> _WRITTEN PROBLEM_
Render every line of the entries below as a Markdown table with two columns, Row and Line, where Row numbers each line in order. Skip blank lines and omit the pictures.

> _RECORDS TO USE_
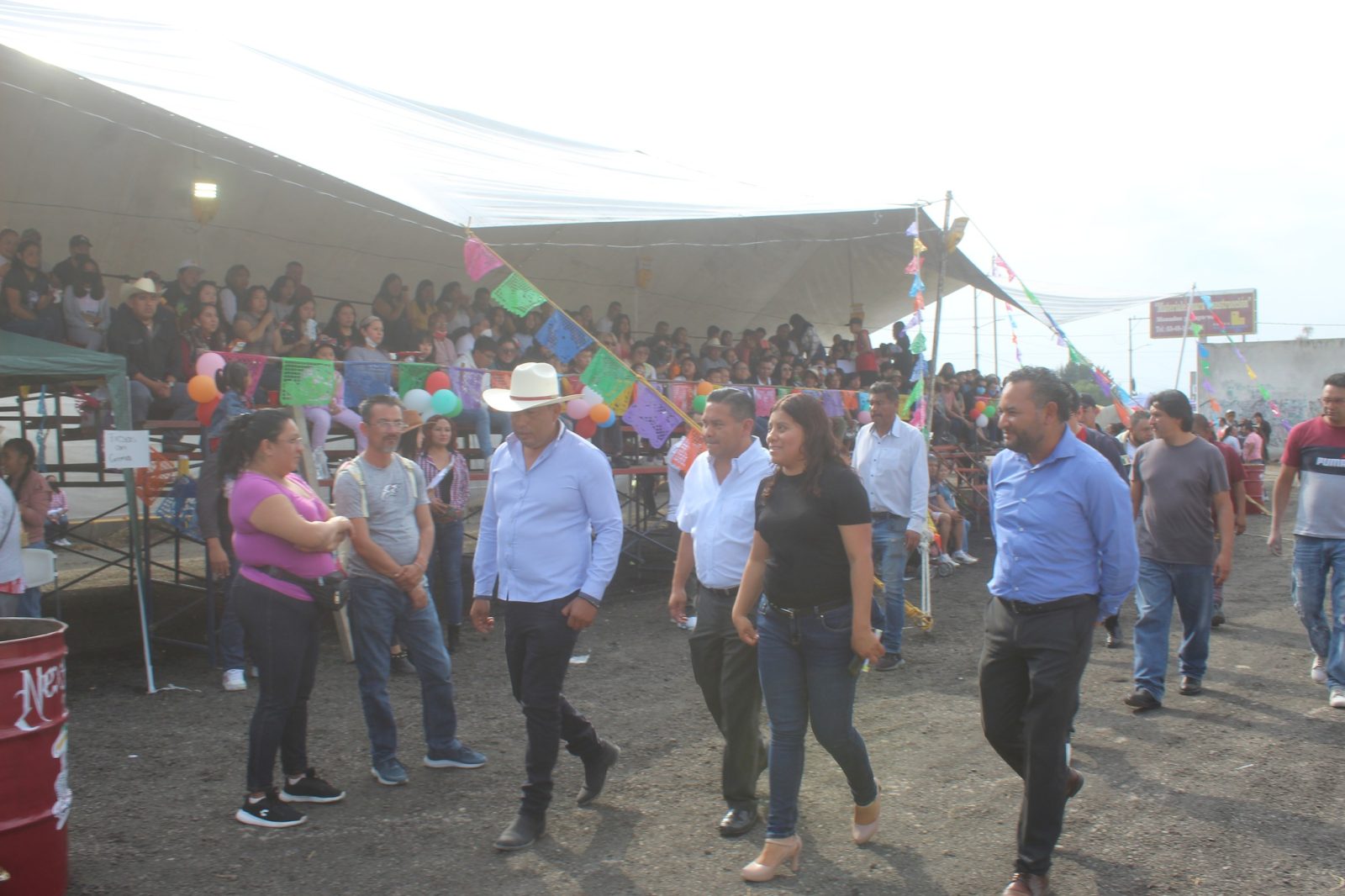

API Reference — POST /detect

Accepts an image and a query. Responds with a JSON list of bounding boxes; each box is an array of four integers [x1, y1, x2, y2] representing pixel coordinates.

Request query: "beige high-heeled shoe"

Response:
[[742, 834, 803, 884], [850, 784, 883, 846]]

> _THE SOLUTION_
| Row | Line |
|---|---|
| 1 | API Reference — POST /detect |
| 2 | Accepts an image and a query. Responds with a JSON list of bounding boxes; each box is an array of four integers [x1, y1, x2, y2] representing pixel coordinates. |
| 3 | Request query: "beige high-heeled shoe" |
| 4 | Response: |
| 5 | [[742, 834, 803, 884], [850, 784, 883, 846]] |